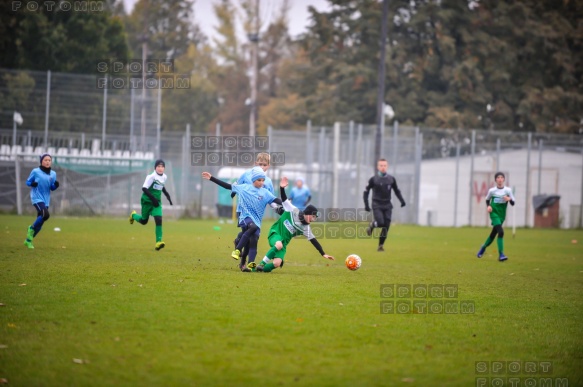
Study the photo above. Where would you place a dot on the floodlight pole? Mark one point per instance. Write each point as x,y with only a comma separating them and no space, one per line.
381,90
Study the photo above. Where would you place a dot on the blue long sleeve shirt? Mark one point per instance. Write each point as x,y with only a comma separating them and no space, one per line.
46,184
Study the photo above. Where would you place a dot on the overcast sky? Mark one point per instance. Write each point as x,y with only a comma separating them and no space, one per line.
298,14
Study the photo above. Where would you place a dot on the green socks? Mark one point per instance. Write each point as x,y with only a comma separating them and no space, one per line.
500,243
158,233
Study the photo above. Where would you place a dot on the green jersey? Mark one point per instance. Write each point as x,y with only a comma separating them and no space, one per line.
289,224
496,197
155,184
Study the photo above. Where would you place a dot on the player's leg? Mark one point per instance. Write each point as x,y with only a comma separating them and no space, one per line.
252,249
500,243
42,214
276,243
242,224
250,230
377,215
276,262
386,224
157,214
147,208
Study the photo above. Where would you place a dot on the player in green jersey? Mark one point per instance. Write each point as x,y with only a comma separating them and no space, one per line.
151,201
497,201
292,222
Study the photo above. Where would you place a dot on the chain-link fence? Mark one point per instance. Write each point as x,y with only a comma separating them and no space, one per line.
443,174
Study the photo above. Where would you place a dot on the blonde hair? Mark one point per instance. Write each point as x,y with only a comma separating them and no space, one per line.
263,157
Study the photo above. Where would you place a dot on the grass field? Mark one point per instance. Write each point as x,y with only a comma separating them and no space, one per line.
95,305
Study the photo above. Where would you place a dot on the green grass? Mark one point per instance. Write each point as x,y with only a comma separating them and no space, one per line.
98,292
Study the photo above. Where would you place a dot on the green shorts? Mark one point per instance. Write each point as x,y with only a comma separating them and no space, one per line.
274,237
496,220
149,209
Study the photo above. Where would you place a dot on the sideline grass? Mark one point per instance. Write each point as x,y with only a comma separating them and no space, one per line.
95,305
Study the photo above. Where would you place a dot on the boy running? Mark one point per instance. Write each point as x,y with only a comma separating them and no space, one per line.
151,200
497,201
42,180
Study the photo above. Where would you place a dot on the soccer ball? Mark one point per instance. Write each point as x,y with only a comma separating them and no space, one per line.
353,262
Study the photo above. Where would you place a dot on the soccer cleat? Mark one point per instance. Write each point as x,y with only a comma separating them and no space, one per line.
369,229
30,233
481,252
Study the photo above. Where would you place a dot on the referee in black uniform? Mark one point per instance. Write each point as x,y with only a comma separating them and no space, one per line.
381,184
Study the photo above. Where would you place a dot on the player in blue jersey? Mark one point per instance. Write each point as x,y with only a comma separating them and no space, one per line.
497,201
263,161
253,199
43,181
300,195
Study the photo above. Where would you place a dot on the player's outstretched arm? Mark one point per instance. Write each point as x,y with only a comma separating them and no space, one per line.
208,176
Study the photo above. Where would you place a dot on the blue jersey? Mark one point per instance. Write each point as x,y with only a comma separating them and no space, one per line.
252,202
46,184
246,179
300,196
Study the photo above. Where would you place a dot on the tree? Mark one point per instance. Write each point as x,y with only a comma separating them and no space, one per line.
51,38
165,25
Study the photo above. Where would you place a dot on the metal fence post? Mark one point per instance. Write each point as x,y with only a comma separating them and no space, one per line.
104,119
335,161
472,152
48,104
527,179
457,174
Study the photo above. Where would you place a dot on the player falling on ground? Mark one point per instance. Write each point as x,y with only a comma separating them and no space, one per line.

○ ○ ○ ○ ○

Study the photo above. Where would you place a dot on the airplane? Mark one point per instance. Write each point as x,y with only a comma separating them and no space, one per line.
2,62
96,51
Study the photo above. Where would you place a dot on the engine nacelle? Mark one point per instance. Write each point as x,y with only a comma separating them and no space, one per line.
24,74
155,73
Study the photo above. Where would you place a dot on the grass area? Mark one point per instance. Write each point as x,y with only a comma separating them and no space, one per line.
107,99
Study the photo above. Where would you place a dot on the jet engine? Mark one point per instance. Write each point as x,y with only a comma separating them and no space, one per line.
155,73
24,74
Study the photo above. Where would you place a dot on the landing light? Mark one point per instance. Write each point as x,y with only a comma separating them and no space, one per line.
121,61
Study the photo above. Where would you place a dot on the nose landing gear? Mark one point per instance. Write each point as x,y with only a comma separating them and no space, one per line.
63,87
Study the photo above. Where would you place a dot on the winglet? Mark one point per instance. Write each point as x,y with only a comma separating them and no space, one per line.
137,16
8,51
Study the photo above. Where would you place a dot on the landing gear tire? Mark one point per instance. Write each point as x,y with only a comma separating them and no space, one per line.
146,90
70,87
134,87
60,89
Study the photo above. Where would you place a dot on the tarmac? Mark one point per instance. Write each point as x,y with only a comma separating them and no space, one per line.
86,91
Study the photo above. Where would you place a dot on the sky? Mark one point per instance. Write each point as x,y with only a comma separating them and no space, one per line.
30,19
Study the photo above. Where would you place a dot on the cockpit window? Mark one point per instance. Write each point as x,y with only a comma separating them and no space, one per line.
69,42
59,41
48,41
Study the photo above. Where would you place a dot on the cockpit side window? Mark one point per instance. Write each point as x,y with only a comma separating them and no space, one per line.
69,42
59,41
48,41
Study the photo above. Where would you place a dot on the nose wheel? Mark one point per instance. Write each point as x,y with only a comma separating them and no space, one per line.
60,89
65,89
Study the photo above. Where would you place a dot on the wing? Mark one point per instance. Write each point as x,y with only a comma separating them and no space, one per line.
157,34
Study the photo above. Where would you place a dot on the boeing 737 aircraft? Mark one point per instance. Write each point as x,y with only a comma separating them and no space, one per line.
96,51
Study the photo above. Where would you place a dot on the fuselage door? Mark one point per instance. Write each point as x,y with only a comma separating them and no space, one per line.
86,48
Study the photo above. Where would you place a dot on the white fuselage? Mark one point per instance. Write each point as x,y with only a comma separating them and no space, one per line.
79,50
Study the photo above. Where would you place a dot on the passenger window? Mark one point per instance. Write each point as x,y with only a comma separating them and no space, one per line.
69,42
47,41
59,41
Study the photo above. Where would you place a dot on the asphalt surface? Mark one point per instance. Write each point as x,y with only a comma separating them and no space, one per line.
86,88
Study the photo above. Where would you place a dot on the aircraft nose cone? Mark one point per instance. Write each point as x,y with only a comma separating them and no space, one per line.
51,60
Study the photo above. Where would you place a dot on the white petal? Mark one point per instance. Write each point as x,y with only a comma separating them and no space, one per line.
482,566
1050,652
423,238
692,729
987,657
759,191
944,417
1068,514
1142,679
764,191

○ ○ ○ ○ ○

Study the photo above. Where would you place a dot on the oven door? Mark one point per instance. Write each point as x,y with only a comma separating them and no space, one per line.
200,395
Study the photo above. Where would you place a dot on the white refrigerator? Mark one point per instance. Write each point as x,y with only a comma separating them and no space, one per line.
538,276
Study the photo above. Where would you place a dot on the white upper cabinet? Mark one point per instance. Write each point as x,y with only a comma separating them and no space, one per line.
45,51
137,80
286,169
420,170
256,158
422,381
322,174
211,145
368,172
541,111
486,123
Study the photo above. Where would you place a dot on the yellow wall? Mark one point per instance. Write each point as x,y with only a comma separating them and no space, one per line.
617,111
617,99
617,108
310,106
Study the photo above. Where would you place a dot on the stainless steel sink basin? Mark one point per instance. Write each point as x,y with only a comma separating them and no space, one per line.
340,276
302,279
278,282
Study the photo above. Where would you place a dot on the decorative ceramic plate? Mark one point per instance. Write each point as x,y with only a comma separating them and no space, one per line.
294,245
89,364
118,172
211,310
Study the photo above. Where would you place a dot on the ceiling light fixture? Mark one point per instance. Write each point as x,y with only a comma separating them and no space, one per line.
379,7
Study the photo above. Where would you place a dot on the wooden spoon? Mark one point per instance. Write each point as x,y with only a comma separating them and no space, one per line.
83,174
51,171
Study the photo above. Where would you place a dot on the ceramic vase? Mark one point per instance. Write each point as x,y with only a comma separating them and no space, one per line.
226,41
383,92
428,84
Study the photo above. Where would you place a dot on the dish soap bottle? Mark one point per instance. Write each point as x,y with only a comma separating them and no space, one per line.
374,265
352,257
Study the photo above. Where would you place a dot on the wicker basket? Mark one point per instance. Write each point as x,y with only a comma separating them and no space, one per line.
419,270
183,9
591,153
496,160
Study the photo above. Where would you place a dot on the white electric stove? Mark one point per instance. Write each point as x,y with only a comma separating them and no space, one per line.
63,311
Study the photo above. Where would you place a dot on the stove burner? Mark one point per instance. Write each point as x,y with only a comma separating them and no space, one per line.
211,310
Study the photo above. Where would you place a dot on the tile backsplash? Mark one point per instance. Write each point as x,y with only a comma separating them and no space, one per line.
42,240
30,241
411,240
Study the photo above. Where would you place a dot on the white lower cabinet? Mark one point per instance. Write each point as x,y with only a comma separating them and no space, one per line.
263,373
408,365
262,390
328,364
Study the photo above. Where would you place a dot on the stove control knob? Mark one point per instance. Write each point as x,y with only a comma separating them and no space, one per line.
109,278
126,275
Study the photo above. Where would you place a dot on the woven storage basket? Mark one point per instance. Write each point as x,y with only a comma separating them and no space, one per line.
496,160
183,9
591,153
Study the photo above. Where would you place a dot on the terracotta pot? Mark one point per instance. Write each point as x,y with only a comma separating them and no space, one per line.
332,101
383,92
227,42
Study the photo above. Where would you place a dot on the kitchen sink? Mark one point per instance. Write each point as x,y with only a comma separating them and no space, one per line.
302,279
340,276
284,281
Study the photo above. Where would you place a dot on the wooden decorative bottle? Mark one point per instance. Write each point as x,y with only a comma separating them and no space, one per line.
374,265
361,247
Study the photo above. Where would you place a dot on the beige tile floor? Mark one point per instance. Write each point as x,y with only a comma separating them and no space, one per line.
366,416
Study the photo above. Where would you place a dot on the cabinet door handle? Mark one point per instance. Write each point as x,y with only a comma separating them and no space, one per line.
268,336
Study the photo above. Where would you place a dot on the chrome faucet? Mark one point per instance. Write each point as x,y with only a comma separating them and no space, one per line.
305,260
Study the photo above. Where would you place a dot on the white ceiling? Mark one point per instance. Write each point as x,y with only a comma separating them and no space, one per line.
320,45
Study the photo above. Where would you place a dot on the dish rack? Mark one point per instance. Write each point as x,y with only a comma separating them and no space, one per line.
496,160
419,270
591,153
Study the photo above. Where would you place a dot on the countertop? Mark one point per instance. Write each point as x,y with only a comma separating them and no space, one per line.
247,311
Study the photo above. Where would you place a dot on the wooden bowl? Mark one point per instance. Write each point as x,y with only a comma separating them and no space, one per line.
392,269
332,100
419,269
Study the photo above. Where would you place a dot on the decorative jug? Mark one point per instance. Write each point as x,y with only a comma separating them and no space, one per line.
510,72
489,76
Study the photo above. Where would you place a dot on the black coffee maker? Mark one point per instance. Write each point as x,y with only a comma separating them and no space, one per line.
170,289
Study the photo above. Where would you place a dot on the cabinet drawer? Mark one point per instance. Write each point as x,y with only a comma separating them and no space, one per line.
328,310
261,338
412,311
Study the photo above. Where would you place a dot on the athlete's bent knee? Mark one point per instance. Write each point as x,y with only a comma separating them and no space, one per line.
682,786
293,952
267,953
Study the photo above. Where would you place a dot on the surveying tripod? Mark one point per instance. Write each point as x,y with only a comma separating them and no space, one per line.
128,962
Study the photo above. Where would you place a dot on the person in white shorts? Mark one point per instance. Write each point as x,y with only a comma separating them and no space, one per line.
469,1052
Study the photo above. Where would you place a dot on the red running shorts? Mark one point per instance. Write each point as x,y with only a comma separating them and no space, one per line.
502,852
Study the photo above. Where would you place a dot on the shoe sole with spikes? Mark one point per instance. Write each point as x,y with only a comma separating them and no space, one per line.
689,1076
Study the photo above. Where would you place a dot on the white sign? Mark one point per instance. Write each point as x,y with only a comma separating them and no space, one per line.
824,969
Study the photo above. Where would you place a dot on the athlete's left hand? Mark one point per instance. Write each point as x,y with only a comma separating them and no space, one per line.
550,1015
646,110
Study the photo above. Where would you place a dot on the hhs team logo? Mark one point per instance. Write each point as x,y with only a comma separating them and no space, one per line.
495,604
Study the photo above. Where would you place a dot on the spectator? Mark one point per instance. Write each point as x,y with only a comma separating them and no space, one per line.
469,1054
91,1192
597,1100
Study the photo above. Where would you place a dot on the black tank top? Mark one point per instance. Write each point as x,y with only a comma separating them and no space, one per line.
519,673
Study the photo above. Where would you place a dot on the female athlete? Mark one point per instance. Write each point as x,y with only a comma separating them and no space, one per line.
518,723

○ ○ ○ ○ ○

INSTRUCTION:
Locate every line in the records above that contains the string "tile" and copy each such line in full. Matching is case-sensitive.

REPLY TO THE EXERCISE:
Study the photo above. Where would you place a dot on the tile backsplash? Mark one point per instance. Write each point as x,y with only a comma separating them and no space, one per line.
Study the photo above. Where would you place a dot on the beige tile floor? Mark one point per instance. Write each point as x,y with only a comma separating them and no space, one per line.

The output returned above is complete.